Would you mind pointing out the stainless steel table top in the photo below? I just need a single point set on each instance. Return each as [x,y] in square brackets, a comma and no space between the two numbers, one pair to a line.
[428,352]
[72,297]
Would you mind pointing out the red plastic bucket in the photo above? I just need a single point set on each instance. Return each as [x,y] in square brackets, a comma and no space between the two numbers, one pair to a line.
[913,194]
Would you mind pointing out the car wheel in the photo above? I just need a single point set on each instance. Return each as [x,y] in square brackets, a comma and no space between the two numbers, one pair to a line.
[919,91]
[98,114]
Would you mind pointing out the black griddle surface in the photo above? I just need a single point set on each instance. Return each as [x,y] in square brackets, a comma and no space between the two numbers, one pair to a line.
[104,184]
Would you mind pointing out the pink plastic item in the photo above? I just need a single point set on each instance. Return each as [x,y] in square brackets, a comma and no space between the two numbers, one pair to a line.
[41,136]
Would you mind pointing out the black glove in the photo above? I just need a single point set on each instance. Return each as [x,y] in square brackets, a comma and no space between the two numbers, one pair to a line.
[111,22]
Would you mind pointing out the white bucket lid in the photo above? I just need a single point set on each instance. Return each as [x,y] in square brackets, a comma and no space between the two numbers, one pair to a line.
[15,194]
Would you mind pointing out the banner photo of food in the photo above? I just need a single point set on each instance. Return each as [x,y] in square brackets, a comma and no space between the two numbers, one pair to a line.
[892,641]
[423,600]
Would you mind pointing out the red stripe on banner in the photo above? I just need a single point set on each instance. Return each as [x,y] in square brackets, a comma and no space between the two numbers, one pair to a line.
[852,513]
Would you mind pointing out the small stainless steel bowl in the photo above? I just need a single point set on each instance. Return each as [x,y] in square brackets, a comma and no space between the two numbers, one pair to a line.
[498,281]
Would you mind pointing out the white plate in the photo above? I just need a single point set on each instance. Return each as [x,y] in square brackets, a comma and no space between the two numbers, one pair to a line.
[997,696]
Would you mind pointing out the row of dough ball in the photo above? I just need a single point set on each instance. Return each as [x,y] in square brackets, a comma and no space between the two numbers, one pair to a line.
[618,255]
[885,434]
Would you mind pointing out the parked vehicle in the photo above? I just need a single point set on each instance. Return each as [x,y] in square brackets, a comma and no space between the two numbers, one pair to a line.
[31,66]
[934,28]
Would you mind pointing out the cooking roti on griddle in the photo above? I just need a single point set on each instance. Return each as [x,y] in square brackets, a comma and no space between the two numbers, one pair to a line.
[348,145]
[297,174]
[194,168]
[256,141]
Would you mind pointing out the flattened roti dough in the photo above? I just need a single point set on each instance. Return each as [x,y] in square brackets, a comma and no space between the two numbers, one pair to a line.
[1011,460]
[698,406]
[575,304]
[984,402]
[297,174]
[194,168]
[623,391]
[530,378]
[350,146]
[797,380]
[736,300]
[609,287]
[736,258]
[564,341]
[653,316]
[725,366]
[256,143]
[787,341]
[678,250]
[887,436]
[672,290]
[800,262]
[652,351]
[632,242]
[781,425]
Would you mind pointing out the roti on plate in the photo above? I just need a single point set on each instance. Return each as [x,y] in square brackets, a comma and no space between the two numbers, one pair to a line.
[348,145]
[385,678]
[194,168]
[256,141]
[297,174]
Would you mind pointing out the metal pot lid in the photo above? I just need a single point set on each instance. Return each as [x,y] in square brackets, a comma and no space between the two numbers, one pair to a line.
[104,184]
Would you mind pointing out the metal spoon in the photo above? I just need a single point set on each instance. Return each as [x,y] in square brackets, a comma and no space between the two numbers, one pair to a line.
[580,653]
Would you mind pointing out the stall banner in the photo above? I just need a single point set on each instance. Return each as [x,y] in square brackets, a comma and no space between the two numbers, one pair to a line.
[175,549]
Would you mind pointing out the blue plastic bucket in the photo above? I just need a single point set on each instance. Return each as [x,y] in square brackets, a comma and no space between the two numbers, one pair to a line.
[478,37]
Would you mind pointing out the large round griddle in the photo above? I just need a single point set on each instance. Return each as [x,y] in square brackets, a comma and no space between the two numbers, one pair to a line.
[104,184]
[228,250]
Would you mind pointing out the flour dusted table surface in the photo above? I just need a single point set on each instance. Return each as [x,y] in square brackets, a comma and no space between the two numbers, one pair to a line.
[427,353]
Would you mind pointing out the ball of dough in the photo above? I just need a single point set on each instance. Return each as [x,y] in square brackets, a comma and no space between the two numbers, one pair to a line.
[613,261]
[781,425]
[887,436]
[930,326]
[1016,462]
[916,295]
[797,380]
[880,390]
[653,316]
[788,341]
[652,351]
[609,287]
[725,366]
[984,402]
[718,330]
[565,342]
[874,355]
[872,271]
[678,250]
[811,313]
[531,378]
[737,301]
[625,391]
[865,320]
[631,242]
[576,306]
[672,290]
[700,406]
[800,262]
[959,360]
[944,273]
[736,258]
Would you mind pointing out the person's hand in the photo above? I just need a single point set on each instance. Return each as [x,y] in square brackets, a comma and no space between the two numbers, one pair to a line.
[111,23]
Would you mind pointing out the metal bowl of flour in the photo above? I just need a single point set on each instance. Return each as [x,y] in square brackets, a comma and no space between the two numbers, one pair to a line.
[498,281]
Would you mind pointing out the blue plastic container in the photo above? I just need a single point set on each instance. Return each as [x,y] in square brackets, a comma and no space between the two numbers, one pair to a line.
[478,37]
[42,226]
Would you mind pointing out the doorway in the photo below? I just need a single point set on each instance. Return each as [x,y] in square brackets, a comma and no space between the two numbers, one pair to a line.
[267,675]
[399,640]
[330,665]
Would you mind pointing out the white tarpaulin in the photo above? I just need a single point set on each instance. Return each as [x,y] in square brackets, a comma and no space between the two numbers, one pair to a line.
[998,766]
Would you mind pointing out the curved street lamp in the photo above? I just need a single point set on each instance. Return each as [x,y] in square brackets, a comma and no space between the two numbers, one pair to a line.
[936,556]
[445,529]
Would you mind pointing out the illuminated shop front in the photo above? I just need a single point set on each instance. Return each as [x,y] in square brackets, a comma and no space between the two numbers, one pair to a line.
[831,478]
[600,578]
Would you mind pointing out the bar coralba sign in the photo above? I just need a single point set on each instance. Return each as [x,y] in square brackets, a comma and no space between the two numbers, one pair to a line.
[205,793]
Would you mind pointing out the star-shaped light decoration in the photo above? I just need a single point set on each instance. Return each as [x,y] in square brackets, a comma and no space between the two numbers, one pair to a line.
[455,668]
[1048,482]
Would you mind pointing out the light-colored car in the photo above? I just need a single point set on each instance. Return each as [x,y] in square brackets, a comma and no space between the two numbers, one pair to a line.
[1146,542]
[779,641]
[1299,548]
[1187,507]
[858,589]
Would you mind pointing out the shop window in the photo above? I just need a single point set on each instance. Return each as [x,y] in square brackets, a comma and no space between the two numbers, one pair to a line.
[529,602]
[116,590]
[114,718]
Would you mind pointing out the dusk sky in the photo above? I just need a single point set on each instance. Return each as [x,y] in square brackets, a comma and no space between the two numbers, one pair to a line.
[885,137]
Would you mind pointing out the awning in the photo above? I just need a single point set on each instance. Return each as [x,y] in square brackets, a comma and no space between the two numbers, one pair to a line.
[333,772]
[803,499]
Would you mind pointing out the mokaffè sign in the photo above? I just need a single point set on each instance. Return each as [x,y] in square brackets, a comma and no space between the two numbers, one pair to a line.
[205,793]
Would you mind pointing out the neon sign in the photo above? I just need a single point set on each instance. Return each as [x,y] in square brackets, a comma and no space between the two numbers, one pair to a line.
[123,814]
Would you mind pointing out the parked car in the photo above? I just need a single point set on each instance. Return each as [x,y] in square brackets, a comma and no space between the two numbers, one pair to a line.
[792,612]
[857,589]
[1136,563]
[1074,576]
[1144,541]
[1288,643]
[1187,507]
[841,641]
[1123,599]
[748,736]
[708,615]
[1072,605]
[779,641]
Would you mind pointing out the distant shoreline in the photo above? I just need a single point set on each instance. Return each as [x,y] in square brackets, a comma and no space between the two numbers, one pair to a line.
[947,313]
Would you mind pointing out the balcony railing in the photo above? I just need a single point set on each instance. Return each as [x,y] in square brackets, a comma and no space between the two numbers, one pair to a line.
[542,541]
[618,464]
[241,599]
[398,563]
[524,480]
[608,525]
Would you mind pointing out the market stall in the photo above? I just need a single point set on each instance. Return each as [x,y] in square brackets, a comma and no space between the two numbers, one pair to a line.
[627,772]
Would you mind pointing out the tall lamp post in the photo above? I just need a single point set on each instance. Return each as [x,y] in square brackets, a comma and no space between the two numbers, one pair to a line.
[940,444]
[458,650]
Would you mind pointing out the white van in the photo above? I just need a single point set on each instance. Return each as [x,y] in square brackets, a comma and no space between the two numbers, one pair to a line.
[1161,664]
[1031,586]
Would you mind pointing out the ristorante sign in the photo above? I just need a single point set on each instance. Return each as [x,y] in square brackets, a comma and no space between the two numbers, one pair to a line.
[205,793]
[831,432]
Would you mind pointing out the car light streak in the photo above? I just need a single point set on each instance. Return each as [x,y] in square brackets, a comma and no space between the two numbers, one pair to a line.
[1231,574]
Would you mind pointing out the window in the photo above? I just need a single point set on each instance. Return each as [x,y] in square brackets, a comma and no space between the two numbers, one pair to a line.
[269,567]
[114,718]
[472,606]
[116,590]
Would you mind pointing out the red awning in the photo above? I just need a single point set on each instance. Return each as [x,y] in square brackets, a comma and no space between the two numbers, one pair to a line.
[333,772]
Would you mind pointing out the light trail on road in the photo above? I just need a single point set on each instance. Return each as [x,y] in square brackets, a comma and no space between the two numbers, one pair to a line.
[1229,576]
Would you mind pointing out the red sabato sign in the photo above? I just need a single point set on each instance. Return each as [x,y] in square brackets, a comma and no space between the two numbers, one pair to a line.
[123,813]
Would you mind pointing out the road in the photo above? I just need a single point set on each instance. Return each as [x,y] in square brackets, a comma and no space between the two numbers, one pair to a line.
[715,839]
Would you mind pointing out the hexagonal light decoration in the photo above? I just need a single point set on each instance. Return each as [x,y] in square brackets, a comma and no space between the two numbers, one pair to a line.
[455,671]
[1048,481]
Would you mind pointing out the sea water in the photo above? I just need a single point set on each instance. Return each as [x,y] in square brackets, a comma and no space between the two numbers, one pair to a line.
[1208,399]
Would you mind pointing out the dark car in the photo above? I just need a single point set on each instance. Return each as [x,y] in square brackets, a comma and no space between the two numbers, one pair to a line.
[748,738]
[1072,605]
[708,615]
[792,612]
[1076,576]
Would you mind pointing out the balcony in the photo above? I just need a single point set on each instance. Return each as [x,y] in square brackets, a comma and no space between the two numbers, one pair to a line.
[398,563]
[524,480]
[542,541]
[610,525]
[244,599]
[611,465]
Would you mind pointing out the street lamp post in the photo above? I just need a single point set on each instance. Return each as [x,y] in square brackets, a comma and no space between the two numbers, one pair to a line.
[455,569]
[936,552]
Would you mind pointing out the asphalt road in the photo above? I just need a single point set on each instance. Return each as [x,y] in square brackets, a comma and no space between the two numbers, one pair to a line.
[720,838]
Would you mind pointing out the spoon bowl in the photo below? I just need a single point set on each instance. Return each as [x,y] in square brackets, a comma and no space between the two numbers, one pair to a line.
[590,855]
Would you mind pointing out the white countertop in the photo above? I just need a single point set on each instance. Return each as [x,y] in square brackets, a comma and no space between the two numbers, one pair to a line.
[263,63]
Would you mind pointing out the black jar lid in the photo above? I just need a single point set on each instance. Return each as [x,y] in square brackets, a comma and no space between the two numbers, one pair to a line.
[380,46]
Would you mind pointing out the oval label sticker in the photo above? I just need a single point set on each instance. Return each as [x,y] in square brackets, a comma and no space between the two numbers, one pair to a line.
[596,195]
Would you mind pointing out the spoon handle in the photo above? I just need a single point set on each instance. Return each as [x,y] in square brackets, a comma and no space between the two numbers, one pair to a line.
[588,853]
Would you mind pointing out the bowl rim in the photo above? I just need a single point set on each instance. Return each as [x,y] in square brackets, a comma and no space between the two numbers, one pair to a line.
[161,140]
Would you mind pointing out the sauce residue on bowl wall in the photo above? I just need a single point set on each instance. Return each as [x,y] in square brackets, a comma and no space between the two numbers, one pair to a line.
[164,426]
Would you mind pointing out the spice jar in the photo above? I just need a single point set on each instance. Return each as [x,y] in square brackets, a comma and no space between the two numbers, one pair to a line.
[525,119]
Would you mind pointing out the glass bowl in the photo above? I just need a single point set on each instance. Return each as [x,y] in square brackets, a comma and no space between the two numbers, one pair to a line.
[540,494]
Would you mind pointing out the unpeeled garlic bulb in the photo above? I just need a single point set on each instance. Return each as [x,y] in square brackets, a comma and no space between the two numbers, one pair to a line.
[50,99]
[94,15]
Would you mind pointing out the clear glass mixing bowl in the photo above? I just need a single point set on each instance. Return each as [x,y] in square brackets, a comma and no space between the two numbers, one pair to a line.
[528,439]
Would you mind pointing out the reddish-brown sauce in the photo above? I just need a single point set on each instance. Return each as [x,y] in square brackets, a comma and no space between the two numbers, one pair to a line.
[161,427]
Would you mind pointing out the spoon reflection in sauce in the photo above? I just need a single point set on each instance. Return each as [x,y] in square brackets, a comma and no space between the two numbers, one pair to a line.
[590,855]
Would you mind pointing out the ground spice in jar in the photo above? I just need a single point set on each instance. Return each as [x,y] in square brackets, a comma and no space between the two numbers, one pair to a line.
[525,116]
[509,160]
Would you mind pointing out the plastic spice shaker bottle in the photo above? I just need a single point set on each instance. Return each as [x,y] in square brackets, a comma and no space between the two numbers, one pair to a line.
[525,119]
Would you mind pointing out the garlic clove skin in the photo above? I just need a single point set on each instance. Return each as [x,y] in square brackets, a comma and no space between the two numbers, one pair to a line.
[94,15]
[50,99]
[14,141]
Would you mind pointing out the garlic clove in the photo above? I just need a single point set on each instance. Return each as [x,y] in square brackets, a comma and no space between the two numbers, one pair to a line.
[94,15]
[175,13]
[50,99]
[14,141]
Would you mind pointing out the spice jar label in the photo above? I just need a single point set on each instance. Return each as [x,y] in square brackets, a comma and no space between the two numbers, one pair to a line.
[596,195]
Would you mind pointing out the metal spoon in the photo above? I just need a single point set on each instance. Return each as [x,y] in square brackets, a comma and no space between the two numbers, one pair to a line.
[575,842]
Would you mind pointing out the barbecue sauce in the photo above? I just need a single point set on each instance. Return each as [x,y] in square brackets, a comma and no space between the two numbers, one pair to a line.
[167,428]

**Task statement**.
Each line from the one containing "Would you mind pointing out the garlic clove in" to the end of the listing above must be printed exactly, and no other line may appear.

**Task response**.
Would you mind pointing out the garlic clove in the photo above? I just need a single point set on each instance. Return each as [x,y] in square brackets, a comma and no space between the two numbers, one pair to a line.
[94,15]
[175,13]
[50,99]
[14,141]
Would you mind pointing out the spice jar label in the photo above? I just need a single point set on each instance. Return each as [x,y] in square brackets, a comma and no space between the two numbers, one pair to a line.
[596,195]
Would you mind pointing out the metal spoon in the photo above? I just need a single point set on each instance. Return each as [x,y] in square brackets, a comma and no space between the two numbers, one pair to a line.
[575,842]
Would you mind pointing out the barbecue sauce in the photo above? I just need a single point set on each instance. Return each as [x,y] in square brackets, a comma and no space between the two numbers, one pair to a line.
[167,428]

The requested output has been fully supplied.